### TASK DETAILS
Continue the interview about SI-Bone and its SI joint surgery, picking up after its last answer.

### SOURCE TEXT
Q: I also saw that you recently raised some venture funding.
A: We raised $16 million from Montreux Equity Partners and also Skyline Ventures. Our very first venture money came in last summer from Skyline, and then we had a bunch of private investors also participate who were friends of Mark’s and mine that have made money with us before.
Q: Talk a little bit about this type of surgery and the market SI-Bone is addressing.
A: There is $50 billion a year spent on lower back pain in the United States. Clinical studies show that 22 percent of that is related to the SI joint. The only surgery to treat the SI joint over the last number of decades is an open surgery where the patient endures a 12-inch incision. It is very bad for the patient, obviously. Ours is a minimally invasive surgery. It takes about an hour. So, we are treating something that almost has never been treated, but accounts for 22 percent of all lower back pain. As you probably know, the No. 1 reason that people visit their physician is for the flu. The second most important reason is back pain. So, it is a huge problem, and we are addressing an underserved, unmet need that afflicts millions of patients.

### SUPPLIED DATA

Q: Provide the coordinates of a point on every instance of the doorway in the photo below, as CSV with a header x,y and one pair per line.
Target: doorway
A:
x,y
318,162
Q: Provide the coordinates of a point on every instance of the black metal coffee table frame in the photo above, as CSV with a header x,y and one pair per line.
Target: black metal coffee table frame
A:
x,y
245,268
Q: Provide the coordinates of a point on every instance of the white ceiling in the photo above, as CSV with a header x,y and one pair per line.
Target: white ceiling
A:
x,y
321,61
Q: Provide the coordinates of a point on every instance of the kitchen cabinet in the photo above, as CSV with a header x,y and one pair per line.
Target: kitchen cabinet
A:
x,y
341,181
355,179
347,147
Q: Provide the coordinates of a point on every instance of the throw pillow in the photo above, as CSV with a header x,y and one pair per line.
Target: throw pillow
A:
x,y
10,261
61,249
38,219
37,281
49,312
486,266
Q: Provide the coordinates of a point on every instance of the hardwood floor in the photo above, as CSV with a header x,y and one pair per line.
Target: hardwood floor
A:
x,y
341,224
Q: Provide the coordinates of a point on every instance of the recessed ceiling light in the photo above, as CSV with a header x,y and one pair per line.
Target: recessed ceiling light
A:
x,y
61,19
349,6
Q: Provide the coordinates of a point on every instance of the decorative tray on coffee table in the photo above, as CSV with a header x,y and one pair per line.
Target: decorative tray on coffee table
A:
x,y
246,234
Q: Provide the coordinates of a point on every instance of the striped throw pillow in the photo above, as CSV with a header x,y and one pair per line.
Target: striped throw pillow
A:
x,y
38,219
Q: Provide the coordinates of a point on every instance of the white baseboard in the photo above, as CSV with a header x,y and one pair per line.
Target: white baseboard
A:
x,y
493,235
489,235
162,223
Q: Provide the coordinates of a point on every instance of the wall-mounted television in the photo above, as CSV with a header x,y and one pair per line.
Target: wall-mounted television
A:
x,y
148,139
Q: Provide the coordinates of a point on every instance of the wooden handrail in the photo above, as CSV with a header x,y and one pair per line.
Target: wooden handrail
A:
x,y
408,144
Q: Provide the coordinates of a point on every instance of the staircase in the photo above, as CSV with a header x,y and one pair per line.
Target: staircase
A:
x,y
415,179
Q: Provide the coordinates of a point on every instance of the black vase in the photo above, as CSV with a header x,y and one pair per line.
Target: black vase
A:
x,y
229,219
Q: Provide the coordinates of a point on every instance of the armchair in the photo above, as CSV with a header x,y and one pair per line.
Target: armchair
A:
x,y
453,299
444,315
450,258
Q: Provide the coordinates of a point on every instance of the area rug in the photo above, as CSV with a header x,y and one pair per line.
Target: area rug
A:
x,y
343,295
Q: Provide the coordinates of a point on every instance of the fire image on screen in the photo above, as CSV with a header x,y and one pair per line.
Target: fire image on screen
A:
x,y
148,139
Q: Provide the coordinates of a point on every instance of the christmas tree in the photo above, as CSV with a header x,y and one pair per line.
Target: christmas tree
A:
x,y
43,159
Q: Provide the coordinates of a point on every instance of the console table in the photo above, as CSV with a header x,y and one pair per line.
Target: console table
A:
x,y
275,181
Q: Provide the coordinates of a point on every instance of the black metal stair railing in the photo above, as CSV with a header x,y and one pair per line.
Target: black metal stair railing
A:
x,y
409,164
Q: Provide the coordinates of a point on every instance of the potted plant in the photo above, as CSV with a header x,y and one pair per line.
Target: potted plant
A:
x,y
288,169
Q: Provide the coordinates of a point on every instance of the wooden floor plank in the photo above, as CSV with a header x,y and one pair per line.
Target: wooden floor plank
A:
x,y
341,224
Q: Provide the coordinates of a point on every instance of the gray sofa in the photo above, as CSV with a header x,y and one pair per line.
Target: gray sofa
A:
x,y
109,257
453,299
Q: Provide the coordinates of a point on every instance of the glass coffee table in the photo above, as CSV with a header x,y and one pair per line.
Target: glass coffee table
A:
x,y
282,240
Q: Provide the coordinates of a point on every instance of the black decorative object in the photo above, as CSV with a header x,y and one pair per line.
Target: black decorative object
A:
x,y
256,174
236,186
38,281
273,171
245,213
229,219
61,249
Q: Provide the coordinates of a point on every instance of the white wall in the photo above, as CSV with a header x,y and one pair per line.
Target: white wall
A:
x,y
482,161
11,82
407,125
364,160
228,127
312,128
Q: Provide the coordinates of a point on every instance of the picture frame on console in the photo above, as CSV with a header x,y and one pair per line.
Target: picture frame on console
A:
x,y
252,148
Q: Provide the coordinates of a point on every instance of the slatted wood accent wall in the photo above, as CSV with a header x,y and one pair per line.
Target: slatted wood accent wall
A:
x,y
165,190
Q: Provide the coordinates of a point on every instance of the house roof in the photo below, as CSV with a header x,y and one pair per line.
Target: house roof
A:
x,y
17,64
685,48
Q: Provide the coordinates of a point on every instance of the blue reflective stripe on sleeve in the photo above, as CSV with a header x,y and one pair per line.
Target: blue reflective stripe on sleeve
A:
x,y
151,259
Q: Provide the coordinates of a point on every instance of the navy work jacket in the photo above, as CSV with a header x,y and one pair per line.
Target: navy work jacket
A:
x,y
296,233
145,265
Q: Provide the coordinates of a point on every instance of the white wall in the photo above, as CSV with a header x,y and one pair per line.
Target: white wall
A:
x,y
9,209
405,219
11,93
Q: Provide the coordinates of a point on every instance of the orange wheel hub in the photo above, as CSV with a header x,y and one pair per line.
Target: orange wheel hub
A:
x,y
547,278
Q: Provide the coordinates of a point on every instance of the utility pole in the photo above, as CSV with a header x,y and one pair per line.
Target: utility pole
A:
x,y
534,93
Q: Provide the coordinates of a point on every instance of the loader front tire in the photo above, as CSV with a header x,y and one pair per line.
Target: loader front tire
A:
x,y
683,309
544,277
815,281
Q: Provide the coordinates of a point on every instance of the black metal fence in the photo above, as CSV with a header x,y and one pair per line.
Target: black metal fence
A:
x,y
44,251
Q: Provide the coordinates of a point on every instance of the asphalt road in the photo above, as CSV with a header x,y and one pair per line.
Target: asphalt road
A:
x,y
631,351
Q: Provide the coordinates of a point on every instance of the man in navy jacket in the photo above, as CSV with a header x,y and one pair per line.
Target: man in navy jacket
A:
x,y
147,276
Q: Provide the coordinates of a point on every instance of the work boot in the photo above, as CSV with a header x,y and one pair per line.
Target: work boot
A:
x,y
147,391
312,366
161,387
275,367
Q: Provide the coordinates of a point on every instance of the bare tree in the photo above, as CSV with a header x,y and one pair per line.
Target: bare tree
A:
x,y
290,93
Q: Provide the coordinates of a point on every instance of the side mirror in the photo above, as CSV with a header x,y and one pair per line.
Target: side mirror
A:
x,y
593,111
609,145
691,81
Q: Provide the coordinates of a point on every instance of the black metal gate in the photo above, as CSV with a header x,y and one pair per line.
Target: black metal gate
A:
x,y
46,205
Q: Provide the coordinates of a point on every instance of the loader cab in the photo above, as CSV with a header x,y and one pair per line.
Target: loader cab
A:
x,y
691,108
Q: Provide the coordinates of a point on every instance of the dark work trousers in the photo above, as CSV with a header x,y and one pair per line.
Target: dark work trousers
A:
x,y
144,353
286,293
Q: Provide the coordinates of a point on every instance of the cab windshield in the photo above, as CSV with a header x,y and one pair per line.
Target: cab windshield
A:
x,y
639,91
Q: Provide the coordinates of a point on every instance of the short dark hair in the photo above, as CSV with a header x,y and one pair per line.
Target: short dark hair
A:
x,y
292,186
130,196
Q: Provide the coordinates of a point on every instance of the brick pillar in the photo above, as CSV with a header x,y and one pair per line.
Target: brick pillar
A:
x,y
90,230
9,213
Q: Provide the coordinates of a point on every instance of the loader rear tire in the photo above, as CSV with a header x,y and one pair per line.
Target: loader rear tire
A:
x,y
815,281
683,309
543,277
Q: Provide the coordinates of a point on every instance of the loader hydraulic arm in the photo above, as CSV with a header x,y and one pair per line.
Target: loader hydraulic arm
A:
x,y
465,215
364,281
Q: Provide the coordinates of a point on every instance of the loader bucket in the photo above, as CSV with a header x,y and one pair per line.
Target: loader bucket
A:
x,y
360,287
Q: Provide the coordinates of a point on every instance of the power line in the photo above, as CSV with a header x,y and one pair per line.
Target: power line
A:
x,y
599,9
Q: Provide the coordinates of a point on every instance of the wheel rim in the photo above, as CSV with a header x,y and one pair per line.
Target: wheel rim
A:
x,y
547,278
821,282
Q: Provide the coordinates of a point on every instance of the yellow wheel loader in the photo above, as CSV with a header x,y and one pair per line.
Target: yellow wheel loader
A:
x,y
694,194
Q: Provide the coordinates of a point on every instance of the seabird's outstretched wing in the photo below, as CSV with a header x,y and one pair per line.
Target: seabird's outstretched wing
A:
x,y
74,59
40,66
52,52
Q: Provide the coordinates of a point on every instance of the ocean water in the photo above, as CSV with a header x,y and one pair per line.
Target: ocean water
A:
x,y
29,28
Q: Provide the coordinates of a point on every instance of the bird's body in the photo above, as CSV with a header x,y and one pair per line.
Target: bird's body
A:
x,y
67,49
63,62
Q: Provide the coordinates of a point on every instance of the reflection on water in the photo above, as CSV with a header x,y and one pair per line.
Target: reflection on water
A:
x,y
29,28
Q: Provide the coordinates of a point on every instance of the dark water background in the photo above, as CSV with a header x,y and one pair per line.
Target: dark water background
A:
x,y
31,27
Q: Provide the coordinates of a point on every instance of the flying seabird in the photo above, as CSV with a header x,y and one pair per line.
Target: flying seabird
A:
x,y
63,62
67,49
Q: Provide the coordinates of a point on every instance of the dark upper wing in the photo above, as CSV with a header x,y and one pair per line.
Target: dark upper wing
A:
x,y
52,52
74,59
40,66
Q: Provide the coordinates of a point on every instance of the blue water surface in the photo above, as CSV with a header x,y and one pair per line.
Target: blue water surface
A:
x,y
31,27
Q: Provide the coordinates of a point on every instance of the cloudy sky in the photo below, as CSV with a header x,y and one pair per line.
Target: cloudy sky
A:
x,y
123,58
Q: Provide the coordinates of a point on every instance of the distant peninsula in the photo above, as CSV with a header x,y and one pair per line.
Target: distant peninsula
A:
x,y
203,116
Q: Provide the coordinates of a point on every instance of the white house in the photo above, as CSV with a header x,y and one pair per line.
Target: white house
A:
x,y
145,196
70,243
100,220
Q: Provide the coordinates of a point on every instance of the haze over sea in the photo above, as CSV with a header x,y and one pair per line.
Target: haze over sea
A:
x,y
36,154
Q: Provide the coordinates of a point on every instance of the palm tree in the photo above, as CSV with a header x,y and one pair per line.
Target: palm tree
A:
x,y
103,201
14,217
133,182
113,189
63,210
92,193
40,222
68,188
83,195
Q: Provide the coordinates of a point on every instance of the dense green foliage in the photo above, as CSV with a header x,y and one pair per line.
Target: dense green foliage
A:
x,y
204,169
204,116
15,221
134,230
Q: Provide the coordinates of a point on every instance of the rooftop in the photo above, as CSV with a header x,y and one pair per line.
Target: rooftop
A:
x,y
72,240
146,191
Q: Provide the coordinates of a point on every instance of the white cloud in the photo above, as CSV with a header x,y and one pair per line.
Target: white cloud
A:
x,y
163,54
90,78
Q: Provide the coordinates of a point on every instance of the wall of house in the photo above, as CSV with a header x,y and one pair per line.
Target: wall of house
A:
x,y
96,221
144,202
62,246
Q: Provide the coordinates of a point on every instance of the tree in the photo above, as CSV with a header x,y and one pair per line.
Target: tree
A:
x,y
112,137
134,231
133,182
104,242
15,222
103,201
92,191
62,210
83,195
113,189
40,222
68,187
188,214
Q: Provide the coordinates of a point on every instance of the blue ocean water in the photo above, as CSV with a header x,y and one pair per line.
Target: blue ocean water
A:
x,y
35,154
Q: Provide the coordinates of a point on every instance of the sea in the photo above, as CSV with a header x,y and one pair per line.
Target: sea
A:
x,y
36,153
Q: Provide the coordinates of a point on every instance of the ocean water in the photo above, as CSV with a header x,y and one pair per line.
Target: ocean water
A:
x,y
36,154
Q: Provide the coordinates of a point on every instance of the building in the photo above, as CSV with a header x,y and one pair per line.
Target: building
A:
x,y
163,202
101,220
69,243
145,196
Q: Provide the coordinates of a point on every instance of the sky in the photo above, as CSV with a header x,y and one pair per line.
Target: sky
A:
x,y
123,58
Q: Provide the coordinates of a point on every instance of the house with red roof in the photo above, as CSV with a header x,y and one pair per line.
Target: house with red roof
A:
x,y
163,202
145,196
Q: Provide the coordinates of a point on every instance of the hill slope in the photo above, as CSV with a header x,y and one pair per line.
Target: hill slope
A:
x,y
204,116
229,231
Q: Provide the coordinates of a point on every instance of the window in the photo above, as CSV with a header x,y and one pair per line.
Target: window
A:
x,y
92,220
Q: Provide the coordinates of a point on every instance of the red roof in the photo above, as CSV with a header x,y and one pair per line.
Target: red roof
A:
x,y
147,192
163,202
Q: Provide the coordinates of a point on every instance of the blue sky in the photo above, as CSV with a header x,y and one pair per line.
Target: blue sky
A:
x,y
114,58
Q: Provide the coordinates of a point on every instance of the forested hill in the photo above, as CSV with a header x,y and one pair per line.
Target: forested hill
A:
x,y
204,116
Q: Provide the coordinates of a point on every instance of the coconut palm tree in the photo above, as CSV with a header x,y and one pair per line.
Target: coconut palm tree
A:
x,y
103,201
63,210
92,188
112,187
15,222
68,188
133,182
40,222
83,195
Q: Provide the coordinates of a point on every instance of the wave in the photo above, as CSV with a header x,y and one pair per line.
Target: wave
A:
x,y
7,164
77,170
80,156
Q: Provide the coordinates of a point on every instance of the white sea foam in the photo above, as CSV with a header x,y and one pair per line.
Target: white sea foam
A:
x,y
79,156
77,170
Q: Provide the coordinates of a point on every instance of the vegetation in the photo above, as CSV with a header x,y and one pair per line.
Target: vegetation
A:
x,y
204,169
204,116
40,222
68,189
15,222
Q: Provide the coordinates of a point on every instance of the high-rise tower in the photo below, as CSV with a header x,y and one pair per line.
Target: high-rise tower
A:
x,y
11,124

### ANSWER BOX
Q: How does the company stand out in the competitive landscape for minimally invasive surgery and surgery like yours?
A: Well, in the United States, there is only one very small company and one medium sized private company which have introduced products to compete with us. Let’s just say we have 95-plus percent market share. In Europe, there is one other competitor. We believe in our product. It is significantly better, easier to use for surgeons, better for the patient.
The key, though, is to educate the surgeons on how to diagnose this thing. We believe that everything is about patient selection because many people with lower back pain have an under-diagnoses. We spend a tremendous amount of money on educating surgeons, physician assistants, physical therapists, etc. about how to effectively diagnose these patients.
Q: Are you seeing patients that have gone through fusions or other surgeries come to you afterward? Are these new patients?
A: We have plenty of patients that are both de novo, who have been
diagnosed with sacroiliac joint issues or dysfunction, and previous spine fusion patients.
In the United States, there are hundreds of thousands of lumbar fusions each year. Literature shows that about 75 percent of all patients that have lumbar fusions develop adjacent segment disorder within five years. So, if you fuse a part of the lumbar spine, typically it affects other pieces of the orthopedic anatomy. The majority of people who have those kinds of surgeries within five years will have some kind of SI joint issues.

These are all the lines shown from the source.